_Fragment dokumentu_:
• • •

(…) Wilanów, o czym pomówimy dalej, do czasów Sobieskiego zwano „Millanowem” i dopiero król rezydencję swoją nazwał Villa nova, czyli Wilanowem. Odtąd też skreślimy choć pobieżnie dzieje właścicieli wilanowskich. Od roku 1677 do 1694 Wilanów należał do króla; po śmierci jego odziedziczył go Królewicz Konstanty, od którego w 1724 nabyła pałac z przyległościami Elżbieta z Lubomirskich, córka Stanisława, Sieniawska, żona Adama – Mikołaja (zm. 1726) herbu Leliwa, kasztelana krakowskiego, pana dumnego i możnego. Po małżeństwie tem pozostała tylko jedna córka, Zofia, poślubiona Stanisławowi Denhoffowi (zm. 1728), po którego śmierci wyszła za mąż za Aleksandra-Augusta Czartoryskiego, wnosząc w dom Czartoryskich olbrzymi majątek, który stał się podwaliną politycznego znaczenia tak zwanej „Familii”.

• • •

_Dostarczone dane_:
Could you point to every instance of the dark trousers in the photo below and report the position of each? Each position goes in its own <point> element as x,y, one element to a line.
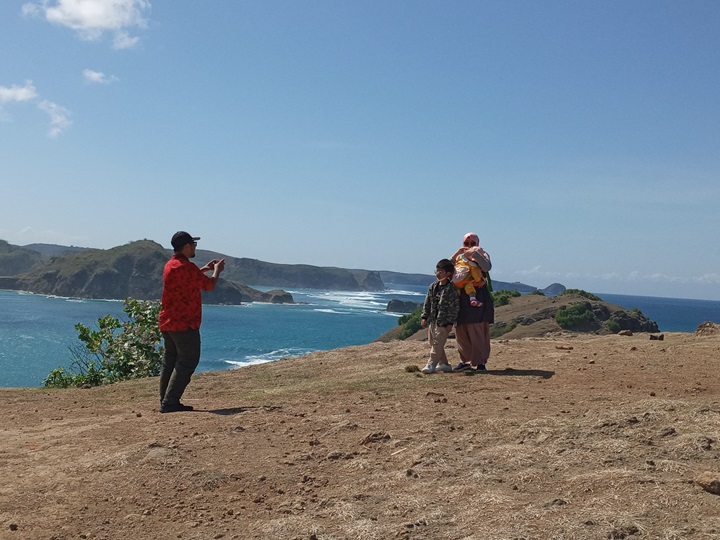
<point>182,355</point>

• • •

_Cel ćwiczenia_: Proszę wyjaśnić, w jednym do trzech zdań, co według fragmentu o właścicielach Wilanowa stało się podwaliną politycznego znaczenia tak zwanej „Familii” i w jaki sposób trafiło do rodu Czartoryskich. Przytoczone wiersze nie mają w tym przypadku żadnego znaczenia.

_Wykonane ćwiczenie_: Podwaliną politycznego znaczenia „Familii” stał się olbrzymi majątek, który wniosła w dom Czartoryskich Zofia, jedyna córka Elżbiety Sieniawskiej i Adama Mikołaja. Po śmierci pierwszego męża, Stanisława Denhoffa, Zofia wyszła za mąż za Aleksandra Augusta Czartoryskiego.